THE TASK:
Convert the records, from their first line through the line that contains "144], [24, 141]]]", into a Markdown table with the columns Row and Line. Number each row and leave out any blank lines.

MATERIAL FOR THIS EXERCISE:

※

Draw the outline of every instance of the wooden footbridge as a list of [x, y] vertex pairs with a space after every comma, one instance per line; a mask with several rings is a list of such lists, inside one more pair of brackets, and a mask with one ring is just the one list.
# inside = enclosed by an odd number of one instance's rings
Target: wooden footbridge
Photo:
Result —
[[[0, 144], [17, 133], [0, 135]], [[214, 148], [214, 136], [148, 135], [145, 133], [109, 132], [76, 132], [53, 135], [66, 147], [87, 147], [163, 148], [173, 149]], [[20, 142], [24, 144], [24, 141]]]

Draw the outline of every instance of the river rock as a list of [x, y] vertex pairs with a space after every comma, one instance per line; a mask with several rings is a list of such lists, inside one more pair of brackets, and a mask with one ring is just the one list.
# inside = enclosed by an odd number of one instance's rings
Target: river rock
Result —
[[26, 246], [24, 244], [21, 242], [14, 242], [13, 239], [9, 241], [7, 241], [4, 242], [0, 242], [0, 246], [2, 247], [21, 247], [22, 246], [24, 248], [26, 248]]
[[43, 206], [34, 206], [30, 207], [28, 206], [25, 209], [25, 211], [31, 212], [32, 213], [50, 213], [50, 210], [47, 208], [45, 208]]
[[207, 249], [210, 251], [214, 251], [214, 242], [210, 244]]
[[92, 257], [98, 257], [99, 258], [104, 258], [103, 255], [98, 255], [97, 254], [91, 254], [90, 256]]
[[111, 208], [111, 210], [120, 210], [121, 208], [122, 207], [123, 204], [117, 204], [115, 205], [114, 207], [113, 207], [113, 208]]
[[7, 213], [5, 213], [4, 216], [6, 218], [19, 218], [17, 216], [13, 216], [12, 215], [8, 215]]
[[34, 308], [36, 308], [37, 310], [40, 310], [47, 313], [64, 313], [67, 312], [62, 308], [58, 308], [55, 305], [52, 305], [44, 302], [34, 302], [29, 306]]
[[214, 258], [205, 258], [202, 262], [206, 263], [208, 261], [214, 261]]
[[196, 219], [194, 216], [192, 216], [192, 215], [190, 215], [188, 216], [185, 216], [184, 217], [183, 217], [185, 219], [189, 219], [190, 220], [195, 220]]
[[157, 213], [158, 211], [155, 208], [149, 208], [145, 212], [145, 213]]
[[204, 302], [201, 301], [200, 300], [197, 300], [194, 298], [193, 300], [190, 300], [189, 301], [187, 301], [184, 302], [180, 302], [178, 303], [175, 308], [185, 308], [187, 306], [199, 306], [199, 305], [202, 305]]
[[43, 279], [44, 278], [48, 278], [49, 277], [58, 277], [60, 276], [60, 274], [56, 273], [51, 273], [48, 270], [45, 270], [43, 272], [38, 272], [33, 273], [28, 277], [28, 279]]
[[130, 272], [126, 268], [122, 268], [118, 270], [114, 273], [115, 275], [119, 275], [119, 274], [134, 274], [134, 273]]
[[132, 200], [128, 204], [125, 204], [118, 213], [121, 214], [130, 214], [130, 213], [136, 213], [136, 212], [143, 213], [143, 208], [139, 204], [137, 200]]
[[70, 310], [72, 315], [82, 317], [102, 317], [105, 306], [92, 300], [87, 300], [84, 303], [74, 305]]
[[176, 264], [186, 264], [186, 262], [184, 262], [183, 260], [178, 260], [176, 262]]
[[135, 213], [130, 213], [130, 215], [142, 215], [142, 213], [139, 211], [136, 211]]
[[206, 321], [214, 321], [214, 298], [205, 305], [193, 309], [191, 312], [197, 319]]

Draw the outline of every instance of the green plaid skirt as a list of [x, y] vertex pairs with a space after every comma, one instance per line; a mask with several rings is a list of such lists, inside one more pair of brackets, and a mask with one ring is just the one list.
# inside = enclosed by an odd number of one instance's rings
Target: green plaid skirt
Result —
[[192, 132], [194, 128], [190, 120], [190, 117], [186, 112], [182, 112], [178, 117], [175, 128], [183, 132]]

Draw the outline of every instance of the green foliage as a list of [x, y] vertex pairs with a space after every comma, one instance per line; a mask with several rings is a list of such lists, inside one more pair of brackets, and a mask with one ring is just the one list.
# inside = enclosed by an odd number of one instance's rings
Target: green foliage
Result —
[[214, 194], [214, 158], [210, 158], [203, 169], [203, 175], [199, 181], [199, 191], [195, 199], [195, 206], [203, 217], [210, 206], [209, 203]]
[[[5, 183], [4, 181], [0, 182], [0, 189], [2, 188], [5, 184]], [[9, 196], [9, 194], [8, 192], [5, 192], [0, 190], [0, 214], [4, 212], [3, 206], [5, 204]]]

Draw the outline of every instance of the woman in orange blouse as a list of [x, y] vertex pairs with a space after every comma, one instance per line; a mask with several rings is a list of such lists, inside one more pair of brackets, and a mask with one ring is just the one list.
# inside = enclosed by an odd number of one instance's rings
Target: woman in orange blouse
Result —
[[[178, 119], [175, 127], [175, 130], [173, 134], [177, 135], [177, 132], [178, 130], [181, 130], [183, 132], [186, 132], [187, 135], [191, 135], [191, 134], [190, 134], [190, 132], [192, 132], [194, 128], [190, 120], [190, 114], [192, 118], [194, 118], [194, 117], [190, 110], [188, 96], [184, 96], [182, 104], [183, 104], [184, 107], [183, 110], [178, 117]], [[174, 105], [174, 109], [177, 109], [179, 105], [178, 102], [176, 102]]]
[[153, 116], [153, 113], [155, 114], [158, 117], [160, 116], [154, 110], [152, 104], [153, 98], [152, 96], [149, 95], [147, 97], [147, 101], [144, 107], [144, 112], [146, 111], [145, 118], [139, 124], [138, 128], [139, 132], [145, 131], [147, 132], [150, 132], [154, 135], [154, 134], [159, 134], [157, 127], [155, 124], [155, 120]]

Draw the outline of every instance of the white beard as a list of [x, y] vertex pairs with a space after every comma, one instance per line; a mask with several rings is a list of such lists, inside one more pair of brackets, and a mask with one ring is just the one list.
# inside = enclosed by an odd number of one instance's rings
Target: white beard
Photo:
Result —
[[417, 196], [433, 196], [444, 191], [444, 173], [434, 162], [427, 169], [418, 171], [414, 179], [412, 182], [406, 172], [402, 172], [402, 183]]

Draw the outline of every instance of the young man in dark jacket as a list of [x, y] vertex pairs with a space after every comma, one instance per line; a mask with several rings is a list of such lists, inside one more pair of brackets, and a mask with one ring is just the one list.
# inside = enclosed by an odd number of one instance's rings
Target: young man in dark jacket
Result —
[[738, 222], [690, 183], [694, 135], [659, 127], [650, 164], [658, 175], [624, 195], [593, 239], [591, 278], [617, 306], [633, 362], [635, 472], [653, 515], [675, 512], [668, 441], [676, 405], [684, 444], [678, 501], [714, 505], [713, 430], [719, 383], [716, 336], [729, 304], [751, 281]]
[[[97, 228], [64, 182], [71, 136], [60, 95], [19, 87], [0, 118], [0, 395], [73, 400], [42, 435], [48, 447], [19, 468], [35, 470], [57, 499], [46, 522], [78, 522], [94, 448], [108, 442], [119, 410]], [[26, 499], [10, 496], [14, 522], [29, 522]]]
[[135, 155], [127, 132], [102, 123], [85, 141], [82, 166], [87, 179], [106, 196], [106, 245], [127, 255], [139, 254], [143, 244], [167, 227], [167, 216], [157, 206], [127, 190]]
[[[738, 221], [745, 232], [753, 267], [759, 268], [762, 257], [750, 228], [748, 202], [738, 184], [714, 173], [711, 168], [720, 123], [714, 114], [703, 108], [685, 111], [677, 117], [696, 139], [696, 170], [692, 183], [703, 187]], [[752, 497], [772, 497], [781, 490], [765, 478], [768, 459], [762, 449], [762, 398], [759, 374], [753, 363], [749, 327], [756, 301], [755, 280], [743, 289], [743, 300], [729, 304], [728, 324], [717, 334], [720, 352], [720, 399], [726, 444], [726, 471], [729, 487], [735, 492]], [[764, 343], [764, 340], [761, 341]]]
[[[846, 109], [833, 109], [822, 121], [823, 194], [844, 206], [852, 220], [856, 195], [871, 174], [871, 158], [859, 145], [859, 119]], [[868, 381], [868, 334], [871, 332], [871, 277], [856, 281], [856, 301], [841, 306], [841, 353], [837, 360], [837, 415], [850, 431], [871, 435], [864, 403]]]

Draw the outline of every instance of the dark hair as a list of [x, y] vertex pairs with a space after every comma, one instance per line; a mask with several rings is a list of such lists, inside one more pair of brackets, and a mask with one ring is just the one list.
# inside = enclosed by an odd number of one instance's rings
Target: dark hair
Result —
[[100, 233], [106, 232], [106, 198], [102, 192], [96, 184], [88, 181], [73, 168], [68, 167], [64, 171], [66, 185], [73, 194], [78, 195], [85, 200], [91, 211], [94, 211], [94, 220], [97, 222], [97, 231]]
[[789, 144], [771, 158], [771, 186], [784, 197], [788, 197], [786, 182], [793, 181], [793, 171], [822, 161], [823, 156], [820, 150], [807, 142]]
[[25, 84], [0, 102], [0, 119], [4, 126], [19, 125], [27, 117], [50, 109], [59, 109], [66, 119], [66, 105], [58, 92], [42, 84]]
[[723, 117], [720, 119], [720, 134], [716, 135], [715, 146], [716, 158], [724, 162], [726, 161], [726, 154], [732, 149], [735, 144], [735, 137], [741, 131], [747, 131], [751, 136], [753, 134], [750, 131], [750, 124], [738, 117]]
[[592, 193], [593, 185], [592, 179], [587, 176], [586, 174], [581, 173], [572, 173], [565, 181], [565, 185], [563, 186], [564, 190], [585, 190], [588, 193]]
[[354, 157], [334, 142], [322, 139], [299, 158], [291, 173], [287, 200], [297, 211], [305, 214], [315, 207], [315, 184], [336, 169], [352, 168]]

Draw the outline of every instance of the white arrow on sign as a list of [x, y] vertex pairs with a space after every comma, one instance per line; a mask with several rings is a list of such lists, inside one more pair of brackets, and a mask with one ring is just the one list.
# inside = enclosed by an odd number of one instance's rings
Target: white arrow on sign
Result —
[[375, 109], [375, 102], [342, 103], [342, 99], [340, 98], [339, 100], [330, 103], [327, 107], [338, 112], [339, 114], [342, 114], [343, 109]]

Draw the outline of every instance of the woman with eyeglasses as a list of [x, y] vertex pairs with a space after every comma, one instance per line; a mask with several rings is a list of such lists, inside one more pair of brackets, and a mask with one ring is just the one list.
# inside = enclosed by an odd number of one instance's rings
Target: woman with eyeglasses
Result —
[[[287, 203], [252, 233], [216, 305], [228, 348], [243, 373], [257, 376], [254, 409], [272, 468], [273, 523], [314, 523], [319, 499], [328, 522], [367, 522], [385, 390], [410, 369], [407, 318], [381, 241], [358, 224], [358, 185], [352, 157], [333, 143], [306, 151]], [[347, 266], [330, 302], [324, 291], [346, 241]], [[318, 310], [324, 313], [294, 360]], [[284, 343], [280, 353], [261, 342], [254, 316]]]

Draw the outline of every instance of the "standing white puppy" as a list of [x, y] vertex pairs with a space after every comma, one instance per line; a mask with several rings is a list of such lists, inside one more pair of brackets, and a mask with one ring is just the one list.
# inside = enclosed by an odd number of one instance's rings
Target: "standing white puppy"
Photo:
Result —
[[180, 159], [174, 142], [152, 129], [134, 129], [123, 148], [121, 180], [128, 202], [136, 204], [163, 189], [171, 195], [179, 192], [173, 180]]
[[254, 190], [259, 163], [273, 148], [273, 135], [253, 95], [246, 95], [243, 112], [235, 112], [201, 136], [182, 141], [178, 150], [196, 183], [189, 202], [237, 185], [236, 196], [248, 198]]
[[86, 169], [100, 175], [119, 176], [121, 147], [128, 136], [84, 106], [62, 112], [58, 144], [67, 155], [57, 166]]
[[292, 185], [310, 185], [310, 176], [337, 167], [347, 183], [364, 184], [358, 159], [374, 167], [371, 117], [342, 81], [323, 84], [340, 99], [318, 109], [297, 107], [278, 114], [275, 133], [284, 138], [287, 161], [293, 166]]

※

SOLUTION TO THIS PROBLEM:
| Row | Line |
|---|---|
| 1 | Draw the outline of every instance of the wooden footbridge as a list of [x, y] vertex pairs with a space after every comma, one instance per line; a mask with several rings is a list of such lists, inside one more pair of brackets, and a mask with one ring is just the one list. |
| 2 | # inside = enclosed by an odd number of one instance's rings |
| 3 | Target: wooden footbridge |
| 4 | Photo: |
| 5 | Result — |
| 6 | [[[0, 144], [17, 133], [0, 135]], [[214, 148], [214, 136], [148, 135], [145, 133], [109, 132], [76, 132], [53, 135], [66, 147], [87, 147], [163, 148], [173, 149]], [[20, 142], [24, 144], [24, 141]]] |